== Page extract ==

Furthermore, the micro-sequencer read-only only memory ("MS ROM")
stores uops that may be called by uops within the TC and therefore
be sent to the UQ instead of a uop from the TC.
[0006] The trace management of FIG. 1 has no ability to recognize
repeated traces and therefore retrieves traces from the TC to store
in the UQ each time the trace is needed. Furthermore, the
prediction logic of FIG. 1 makes predictions for branches among the
uops each time a trace is stored to the UQ, even though the
branches may take the same path each time the trace is executed.
Accordingly, the TC array and the prediction logic remain active
for much of the operation of the trace management architecture of
FIG. 1, and in fact become even more active, and use, more power,
during recurring trace execution. Therefore, the prior art trace
management architecture of FIG. 1 uses more power as the number of
times a trace is executed increases, such as when the trace is part
of a loop. Even more power can be drawn by the TC and prediction
logic in cases in which the traces are executed frequently, as in a
short loop.
BRIEF DESCRIPTION OF THE DRAWINGS
[0007] Embodiments of the invention are illustrated by way of
example and not limitation in the figures of the accompanying
drawings, in which like references indicate similar elements and in
which:
[0008] FIG. 1 illustrates a prior art trace management architecture
used in a microprocessor.
[0009] FIG. 2 illustrates a trace management architecture,
according to one embodiment of the invention.
[0010] FIG. 3 is a flow diagram illustrating the functionality of
the trace analyzer, according to one embodiment of the
invention.
[0011] FIG. 4 is a flow diagram illustrating the transition to and
from trace reuse queue stream mode, according to one embodiment of
the invention.
[0012] FIG. 5 illustrates how trace reuse queue space is managed
according to one embodiment of the invention.
[0013] FIG. 6 is a flow diagram illustrating the functionality of
the trace reuse queue according to one embodiment of the
invention.
[0014] FIG. 7 is a state diagram illustrating various power states
of a trace management architecture, according to one embodiment of
the invention.
[0015] FIG. 8 shows various aspects of a trace management
architecture, according to one embodiment, in which various
circuits can be disabled depending on the state of the trace
management architecture.
[0016] FIG. 9 is a front-side bus computer system block diagram in
which at least one embodiment of the invention may be used.
[0017] FIG. 10 is a point-to-point computer system block diagram in
which at least one embodiment of the invention may be used.
DETAILED DESCRIPTION
[0018] Embodiments of the invention relate to micro-operation (uop)
reuse within a microprocessor. More particularly, embodiments of
the invention relate to a technique to prevent multiple accesses to
various functional units within a trace management architecture by
reusing traces or sequences of traces that are repeated during a
period of operation of the microprocessor, avoiding performance
gaps due to multiple trace cache accesses and increasing the rate
at which uops can be executed within a processor.

===
== Given information ==

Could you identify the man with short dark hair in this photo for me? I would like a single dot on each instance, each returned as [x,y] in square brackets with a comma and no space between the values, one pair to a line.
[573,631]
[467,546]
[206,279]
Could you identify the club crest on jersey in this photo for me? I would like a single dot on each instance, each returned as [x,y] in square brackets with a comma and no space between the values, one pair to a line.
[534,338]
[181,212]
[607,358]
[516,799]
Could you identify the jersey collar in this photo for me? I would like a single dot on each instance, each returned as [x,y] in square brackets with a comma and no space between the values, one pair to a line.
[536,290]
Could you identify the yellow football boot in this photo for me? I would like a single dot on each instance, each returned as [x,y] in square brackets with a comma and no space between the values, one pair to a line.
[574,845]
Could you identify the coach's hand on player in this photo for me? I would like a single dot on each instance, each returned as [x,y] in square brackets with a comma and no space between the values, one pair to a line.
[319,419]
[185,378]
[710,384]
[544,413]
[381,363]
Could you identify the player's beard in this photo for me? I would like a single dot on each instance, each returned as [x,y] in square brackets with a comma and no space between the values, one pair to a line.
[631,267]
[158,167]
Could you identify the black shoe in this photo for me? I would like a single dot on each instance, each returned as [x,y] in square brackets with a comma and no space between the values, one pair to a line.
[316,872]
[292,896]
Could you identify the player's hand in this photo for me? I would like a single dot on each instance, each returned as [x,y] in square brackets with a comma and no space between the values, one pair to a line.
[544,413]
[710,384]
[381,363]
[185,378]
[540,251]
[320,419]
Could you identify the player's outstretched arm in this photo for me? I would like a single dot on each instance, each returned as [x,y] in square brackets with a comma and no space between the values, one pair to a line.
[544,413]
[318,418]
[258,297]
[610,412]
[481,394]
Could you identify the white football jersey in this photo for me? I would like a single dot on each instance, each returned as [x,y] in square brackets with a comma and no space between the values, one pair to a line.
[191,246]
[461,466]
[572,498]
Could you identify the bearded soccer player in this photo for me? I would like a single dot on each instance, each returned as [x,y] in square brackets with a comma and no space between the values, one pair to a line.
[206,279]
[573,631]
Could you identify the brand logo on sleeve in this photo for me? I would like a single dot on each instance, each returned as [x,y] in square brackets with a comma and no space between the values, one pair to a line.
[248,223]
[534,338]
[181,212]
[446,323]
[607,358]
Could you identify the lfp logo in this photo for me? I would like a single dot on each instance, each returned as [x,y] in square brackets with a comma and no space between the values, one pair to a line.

===

*Problems and tasks*:
a - In the trace management extract, what does FIG. 7 illustrate?
b - Carry the trace management extract forward from its last sentence with a few more sentences of detailed description.

*Outputs by task*:
a - FIG. 7 is a state diagram illustrating various power states of a trace management architecture, according to one embodiment of the invention.

b -
[0019] FIG. 2 illustrates a portion of a trace management
architecture according to one embodiment of the invention in which
a trace analyzer 201 and reuse controller 205 interact to manage
allocation of traces within a trace reuse queue (TRQ) 210. In one
embodiment, the TRQ may be a separate queue used only for reused
traces, whereas in other embodiments the TRQ may be included in a
uop queue to store both reused and non-reused traces. In the
embodiment illustrated in FIG. 2, the trace analyzer further serves
to control access to a trace cache 215 as well as interact with a
trace branch prediction control unit 220 to help conserve power
during periods of repeated trace execution.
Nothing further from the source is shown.